WHAT THE TASK REQUIRES |
Lay out the lines of the items below, starting at the line that contains "where the low-lying" and ending at the line that contains "345 27 405 42", as a Markdown table with the columns Row and Line, leaving out blank lines and pictures. Include only those lines.

RECORDS SHOWN |
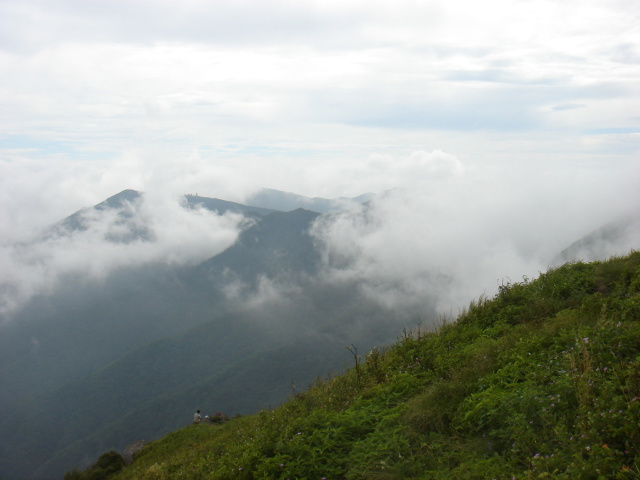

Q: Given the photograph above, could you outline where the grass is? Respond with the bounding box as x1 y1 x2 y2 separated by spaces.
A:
66 252 640 480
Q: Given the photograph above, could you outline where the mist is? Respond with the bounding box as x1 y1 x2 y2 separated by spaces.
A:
312 156 640 318
0 192 249 316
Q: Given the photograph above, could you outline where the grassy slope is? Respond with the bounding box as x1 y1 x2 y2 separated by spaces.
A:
67 252 640 480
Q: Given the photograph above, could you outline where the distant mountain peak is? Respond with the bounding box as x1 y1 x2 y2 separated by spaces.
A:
246 188 374 213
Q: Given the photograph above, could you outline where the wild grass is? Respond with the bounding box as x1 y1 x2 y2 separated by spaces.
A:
67 252 640 480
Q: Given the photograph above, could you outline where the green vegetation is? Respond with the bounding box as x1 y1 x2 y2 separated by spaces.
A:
72 252 640 480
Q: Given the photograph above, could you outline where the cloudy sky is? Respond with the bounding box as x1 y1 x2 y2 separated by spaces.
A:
0 0 640 316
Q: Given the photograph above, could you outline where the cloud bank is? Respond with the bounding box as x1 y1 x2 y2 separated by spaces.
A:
0 195 246 315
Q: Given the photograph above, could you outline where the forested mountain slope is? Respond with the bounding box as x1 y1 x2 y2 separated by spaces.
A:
72 252 640 480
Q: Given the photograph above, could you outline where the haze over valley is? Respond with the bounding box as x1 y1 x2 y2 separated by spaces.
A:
0 0 640 480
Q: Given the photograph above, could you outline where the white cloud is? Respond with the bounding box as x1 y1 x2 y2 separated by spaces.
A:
313 152 640 316
0 194 245 314
0 0 640 316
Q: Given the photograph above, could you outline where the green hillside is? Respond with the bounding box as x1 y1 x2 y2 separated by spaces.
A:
65 252 640 480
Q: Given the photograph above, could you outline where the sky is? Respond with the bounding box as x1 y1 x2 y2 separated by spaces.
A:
0 0 640 316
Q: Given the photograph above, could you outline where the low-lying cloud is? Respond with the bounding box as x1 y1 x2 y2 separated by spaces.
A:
0 195 246 315
312 161 640 317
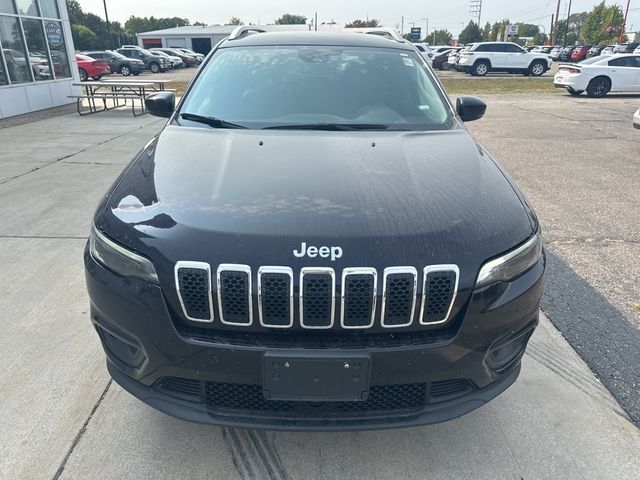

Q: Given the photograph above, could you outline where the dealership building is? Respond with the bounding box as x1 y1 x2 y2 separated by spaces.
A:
0 0 79 118
136 25 324 55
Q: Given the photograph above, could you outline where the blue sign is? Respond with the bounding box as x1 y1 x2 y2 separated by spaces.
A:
44 22 62 47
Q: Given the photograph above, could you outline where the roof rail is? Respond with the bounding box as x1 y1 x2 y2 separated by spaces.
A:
227 25 266 40
345 27 405 42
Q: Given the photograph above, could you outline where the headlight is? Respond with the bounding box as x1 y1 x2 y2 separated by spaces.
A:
476 233 542 287
89 225 159 284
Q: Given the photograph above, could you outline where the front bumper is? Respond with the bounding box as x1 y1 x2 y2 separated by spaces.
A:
85 246 544 430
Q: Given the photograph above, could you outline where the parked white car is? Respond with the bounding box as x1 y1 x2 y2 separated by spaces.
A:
553 54 640 98
456 42 553 77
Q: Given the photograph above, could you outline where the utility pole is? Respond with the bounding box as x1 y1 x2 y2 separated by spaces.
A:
469 0 482 26
564 0 571 45
551 0 560 45
619 0 631 43
102 0 113 48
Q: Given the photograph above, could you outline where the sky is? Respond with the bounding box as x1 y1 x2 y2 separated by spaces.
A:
79 0 640 35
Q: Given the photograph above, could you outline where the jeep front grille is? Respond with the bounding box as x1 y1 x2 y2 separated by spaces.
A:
175 262 213 322
175 262 459 330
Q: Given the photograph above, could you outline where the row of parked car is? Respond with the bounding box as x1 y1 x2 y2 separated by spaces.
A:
422 42 553 77
76 45 204 82
538 42 640 62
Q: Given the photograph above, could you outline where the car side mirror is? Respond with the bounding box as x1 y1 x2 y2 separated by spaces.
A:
456 96 487 122
144 92 176 118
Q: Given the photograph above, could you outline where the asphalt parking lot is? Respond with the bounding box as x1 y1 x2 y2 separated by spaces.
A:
0 84 640 480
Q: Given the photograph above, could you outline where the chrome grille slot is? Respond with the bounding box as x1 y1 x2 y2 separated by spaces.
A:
258 267 293 328
300 268 336 329
381 267 418 328
217 263 253 326
420 265 460 325
340 268 378 328
175 261 213 322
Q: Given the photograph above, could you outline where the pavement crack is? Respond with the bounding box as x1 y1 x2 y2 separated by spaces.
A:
222 427 291 480
51 379 113 480
0 234 88 240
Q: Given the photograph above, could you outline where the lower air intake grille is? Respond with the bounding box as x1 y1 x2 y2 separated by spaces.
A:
205 382 427 415
176 263 213 322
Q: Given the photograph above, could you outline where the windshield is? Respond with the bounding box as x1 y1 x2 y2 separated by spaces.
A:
180 46 452 130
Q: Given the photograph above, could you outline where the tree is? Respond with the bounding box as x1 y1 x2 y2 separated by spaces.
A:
425 29 453 45
344 18 380 28
458 20 482 45
580 2 624 45
276 13 307 25
482 22 496 42
556 12 587 45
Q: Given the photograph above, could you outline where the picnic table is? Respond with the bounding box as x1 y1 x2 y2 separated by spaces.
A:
69 79 175 117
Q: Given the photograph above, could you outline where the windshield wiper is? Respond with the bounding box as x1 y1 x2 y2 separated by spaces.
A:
264 123 389 131
180 113 247 128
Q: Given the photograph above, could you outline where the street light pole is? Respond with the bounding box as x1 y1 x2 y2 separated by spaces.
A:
102 0 113 48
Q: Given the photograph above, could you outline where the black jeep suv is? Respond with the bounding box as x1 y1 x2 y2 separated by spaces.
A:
85 27 545 430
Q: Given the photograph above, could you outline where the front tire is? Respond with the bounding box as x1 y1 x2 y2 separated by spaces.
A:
587 77 611 98
471 61 489 77
529 60 546 77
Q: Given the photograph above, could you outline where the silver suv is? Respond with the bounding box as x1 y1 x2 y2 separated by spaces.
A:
456 42 553 77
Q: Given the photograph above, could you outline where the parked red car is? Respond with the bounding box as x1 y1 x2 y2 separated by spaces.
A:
76 53 111 82
571 45 591 62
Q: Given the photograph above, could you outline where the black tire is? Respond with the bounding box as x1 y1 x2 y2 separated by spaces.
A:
471 60 491 77
529 60 547 77
587 77 611 98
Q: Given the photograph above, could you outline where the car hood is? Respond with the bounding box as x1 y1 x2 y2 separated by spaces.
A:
96 125 535 286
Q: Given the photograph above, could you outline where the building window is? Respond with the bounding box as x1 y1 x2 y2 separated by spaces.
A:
16 0 40 17
0 16 32 83
22 18 53 82
0 0 16 13
40 0 60 18
44 20 71 78
0 0 71 86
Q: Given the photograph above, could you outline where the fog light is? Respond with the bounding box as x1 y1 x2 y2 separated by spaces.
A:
96 326 145 367
486 329 533 373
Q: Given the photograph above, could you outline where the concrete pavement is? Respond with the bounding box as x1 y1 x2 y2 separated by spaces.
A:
0 97 640 479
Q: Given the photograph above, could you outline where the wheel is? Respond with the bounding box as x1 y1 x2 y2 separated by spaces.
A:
529 60 546 77
471 60 489 77
587 77 611 98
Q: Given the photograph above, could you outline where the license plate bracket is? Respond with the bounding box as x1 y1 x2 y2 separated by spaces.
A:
262 352 371 402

REPLY TO THE EXERCISE |
| Row | Line |
|---|---|
| 1 | Q: Given the photograph above, could you outline where the low-lying cloud is? Respond with the bounding box as x1 y1 x2 y2 separated by spaces. |
| 2 | A: |
| 3 | 0 195 246 315 |
| 4 | 312 161 640 317 |
| 5 | Q: Given the photograph above, could you outline where the dealership building is? Respond with the bounding box as x1 y1 x2 y2 separated by spaces. |
| 6 | A: |
| 7 | 0 0 79 118 |
| 8 | 136 25 324 55 |
| 9 | Q: Given the photograph above, could you outline where the blue sign is? Respond with the bounding box as x1 y1 x2 y2 separated by spaces. |
| 10 | A: |
| 11 | 44 22 62 47 |
| 12 | Q: Given the photograph above, could you outline where the roof rail is? Respond with the bounding box as x1 y1 x2 y2 separated by spaces. |
| 13 | A: |
| 14 | 227 25 266 40 |
| 15 | 345 27 405 42 |